Required task = Reproduce the rows below word for word, starting at the line with "Task: locate the window in" and ending at the line with "[(225, 130), (245, 129), (150, 128), (116, 128)]", both lines included.

Excerpts of point annotation data:
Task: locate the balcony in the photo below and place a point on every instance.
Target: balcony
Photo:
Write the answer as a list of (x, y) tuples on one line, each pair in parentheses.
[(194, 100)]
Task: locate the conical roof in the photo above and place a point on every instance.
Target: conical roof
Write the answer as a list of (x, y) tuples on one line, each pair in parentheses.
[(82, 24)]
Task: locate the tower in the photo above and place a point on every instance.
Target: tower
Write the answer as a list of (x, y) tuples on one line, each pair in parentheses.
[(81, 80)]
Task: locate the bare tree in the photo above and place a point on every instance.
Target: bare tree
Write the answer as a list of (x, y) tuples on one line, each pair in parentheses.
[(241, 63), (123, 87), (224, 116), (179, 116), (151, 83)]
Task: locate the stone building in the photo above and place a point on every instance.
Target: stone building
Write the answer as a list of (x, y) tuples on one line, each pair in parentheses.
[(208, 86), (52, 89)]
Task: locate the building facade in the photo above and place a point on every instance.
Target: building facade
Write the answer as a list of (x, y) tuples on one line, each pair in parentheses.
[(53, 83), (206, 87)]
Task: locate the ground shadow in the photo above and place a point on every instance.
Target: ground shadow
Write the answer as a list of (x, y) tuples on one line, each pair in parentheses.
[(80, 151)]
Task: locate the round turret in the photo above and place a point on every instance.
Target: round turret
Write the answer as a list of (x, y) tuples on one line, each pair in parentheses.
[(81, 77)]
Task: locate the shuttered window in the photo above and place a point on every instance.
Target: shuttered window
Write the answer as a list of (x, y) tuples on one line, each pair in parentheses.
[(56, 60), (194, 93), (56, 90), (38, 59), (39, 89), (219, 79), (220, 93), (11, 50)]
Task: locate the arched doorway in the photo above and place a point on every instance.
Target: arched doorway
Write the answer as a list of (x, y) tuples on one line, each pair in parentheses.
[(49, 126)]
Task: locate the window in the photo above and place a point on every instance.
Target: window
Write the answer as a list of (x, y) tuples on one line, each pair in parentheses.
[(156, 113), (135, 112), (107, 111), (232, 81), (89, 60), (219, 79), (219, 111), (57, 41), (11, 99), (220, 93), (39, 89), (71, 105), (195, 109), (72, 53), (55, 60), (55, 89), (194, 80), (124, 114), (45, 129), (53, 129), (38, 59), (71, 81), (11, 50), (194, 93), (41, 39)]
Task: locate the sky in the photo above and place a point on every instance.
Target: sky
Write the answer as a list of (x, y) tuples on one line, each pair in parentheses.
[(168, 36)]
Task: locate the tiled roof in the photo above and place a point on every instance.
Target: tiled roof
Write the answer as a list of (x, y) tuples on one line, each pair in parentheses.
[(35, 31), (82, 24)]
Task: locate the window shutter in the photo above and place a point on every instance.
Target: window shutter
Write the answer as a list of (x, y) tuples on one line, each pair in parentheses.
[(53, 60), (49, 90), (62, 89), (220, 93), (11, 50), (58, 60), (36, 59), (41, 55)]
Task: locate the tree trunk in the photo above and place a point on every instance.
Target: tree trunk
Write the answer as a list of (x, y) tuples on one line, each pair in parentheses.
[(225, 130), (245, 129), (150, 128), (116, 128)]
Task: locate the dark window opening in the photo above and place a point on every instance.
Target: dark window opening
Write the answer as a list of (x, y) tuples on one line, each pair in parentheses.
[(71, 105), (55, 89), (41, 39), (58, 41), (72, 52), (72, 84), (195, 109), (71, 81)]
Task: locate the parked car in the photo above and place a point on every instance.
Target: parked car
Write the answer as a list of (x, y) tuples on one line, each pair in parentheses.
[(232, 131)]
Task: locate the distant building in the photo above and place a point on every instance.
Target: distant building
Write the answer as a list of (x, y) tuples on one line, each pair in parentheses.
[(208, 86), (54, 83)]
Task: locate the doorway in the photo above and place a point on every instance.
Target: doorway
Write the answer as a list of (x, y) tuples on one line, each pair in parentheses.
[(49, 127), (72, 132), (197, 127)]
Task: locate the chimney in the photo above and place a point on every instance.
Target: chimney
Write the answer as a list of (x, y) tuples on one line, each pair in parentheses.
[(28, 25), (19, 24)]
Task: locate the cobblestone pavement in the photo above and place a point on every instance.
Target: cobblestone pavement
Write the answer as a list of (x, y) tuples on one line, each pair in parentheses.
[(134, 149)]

==

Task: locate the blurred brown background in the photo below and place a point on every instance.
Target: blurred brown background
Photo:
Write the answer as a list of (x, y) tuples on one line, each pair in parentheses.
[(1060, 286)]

Problem solution =
Task: locate the window in the photo above and place a point on every instance.
Target: window
Write the answer as a list of (x, y) tuples on one line, each pair in parentheses.
[(156, 113), (135, 112), (107, 111), (232, 81), (89, 60), (219, 79), (219, 111), (57, 41), (11, 99), (220, 93), (39, 89), (71, 105), (195, 109), (72, 53), (55, 60), (55, 89), (194, 80), (124, 114), (45, 129), (53, 129), (38, 59), (71, 81), (11, 50), (194, 93), (41, 39)]
Task: locate the sky in the photo above and place a point on every instance.
Target: sky
Write the answer as a list of (x, y) tuples on one line, each pair in parentheses.
[(168, 36)]
Task: locate the tiled roof in the photo above and place a point on every instance.
Target: tiled roof
Write the answer as a list of (x, y) tuples on one line, each pair in parentheses.
[(35, 31), (82, 24)]
Task: locate the window shutter in the photo above and place a point on every instance.
Target: window shutter
Write the answer as a list of (x, y) tuples on one line, each pair in parentheses.
[(53, 60), (49, 90), (62, 89), (220, 93), (11, 50), (58, 60), (36, 59), (41, 55)]
Task: locate the tree trunk in the photo above and place a point on every instance.
Target: tree trunk
Write the answer as a list of (x, y) tuples on one line, each pair in parentheses.
[(225, 130), (245, 129), (150, 128), (116, 128)]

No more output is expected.